Show every line from the entries that follow which holds the word "below".
↓
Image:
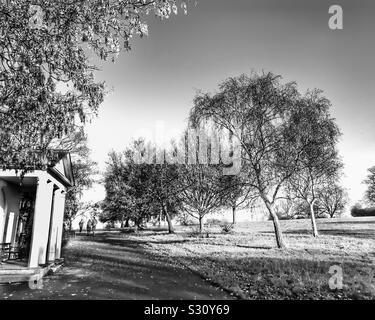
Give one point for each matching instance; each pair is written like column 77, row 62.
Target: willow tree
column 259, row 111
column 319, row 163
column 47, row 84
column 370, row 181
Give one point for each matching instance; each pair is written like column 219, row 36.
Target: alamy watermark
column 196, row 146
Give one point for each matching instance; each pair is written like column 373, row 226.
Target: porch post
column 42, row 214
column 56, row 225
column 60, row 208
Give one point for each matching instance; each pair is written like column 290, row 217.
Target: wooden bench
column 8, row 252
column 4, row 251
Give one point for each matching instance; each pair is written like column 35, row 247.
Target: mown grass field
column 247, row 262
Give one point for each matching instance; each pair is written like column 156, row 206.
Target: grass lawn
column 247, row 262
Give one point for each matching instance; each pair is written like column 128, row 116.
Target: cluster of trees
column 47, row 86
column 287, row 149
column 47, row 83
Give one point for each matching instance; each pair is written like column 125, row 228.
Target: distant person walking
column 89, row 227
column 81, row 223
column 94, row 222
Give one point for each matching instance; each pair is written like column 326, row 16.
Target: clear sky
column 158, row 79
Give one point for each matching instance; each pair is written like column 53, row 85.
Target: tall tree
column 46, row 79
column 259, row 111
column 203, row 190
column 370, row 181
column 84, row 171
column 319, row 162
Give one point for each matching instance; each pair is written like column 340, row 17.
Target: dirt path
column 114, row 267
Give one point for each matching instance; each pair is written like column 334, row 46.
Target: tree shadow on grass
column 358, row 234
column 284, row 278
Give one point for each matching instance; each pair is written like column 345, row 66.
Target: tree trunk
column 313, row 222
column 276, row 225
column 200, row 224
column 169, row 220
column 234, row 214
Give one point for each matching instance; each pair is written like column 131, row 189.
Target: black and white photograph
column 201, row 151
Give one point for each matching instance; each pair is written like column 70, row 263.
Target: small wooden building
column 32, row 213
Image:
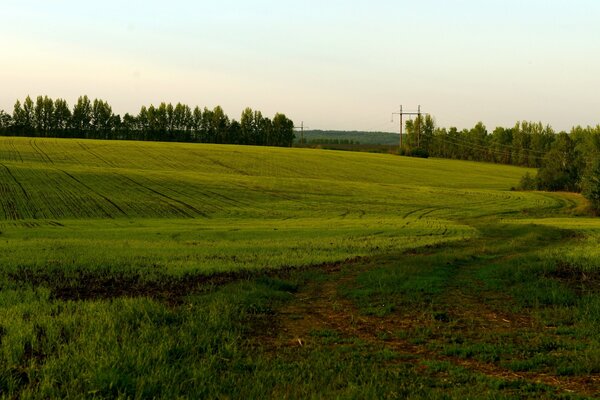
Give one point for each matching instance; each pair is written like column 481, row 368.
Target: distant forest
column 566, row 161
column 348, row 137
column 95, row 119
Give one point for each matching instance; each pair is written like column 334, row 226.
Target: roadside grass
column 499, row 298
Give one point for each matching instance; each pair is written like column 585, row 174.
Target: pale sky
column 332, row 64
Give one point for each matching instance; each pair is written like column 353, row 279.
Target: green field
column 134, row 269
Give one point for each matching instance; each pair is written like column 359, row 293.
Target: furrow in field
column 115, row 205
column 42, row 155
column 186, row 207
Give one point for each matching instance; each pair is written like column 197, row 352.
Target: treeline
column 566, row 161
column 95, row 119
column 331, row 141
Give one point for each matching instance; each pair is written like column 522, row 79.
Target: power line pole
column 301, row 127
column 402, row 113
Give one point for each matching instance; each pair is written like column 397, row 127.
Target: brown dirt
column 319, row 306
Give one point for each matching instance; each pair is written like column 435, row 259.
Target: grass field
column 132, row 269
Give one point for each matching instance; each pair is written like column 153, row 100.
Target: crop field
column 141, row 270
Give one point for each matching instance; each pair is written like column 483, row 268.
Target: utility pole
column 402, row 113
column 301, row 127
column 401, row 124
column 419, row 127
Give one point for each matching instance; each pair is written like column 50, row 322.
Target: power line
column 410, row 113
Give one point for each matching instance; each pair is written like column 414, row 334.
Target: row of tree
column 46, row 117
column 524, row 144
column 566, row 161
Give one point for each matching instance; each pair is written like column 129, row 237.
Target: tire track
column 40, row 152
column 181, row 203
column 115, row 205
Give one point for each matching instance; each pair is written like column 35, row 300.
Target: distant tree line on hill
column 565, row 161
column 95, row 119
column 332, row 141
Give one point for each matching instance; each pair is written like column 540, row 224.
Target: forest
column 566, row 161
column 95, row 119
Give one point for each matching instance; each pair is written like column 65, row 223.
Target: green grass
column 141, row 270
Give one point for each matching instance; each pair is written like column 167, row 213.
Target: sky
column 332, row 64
↑
↓
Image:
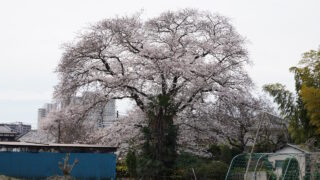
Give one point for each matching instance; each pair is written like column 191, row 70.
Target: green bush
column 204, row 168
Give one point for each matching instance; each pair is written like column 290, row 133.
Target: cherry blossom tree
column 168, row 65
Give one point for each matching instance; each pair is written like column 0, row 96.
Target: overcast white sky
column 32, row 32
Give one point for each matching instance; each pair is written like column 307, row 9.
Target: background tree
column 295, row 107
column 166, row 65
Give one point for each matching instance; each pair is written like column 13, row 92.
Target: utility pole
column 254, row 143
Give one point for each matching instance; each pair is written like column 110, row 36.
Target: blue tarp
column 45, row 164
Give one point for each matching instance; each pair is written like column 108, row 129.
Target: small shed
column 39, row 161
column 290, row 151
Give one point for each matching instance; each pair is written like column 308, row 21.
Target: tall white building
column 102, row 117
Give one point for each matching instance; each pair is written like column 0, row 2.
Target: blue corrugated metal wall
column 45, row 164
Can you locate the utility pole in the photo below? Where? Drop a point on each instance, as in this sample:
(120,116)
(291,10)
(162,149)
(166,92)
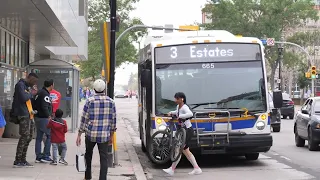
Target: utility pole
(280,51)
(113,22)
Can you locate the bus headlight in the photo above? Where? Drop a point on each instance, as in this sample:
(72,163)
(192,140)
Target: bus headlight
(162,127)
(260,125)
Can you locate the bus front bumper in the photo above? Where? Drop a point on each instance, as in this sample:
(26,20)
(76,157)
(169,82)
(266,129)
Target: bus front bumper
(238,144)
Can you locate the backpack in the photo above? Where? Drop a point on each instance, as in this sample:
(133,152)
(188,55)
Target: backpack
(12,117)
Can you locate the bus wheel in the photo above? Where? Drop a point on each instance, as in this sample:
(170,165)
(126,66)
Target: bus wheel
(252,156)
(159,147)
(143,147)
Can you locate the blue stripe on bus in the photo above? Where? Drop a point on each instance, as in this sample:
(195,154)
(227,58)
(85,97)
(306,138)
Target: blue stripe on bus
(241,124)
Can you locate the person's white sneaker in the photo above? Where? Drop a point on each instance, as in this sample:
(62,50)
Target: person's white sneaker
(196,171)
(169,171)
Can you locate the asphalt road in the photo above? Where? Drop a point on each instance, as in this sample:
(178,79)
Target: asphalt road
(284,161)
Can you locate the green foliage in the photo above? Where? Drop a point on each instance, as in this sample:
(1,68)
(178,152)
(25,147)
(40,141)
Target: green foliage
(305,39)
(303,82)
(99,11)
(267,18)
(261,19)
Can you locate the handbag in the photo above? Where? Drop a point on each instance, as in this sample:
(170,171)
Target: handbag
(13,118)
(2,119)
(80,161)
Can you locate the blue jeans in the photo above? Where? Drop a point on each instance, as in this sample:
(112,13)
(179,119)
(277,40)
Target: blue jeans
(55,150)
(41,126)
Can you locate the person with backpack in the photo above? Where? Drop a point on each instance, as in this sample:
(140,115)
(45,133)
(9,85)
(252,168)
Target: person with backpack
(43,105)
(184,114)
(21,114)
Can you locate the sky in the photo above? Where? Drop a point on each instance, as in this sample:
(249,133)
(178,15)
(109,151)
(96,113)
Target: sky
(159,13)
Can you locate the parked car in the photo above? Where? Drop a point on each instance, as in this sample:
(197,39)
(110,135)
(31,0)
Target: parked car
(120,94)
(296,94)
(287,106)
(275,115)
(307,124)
↑
↓
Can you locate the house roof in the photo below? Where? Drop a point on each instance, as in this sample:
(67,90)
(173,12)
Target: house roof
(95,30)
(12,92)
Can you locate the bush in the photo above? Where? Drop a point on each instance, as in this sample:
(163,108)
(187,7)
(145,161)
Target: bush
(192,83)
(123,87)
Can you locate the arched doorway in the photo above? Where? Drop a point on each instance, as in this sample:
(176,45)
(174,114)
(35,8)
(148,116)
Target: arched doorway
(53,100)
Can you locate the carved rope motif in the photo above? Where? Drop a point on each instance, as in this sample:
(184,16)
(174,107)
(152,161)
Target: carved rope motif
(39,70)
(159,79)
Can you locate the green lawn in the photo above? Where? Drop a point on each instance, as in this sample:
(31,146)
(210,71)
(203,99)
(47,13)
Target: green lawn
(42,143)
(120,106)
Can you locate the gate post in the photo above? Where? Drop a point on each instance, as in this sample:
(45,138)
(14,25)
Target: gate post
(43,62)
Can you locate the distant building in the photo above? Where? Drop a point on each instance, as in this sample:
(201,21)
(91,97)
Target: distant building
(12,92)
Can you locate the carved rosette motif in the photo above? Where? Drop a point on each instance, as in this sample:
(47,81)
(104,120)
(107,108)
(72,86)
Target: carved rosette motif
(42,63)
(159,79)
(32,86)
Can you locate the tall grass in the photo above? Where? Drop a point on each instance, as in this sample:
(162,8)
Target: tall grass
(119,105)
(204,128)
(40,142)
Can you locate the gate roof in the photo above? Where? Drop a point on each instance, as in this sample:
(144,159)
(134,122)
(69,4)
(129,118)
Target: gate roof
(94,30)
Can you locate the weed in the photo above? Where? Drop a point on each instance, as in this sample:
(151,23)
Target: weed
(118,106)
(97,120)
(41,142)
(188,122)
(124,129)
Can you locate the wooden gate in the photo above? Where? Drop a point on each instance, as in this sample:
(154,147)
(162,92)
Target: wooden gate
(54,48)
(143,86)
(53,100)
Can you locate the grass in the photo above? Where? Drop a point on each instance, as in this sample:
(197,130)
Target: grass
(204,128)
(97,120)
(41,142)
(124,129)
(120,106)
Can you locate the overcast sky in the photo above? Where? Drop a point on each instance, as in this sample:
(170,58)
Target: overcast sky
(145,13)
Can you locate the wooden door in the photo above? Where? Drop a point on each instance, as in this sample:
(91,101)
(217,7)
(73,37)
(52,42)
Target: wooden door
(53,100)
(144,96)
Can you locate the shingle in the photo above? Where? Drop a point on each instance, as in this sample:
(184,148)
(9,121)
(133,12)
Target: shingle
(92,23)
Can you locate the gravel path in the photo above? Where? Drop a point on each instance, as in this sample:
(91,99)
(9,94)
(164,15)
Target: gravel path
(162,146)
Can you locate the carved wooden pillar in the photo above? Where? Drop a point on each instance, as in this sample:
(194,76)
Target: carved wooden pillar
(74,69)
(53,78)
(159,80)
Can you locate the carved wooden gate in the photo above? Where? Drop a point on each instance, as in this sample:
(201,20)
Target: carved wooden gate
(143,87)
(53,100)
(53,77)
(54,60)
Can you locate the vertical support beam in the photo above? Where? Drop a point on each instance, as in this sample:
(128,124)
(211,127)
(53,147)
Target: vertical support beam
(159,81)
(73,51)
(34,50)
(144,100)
↑
__Solution to this task__:
Can you locate the utility pole in the photo below? Where? Drop a point on each instance, as in this sample:
Can you locate the house roof in the photo below? Where? Drop a point on each instance, as in this sample:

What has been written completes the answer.